What you need to do:
Print the lines below exactly, beginning with the one that contains "For every instance of the hillside, the" and stopping after the last line.

Given records:
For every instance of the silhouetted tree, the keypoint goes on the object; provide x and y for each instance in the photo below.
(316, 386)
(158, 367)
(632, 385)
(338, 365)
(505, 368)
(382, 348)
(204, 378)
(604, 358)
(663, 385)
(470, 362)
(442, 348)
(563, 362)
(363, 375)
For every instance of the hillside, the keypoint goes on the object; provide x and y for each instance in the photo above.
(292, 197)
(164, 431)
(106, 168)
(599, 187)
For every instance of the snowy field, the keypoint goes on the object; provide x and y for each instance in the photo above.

The completed task:
For every instance of the hillside, the keypoint goes on the object; provide x and y for each instance in the photo above.
(292, 197)
(164, 431)
(106, 168)
(599, 187)
For every instance of the snowy field, the keypoint goes on the object; provide x and y for each instance in the photo above.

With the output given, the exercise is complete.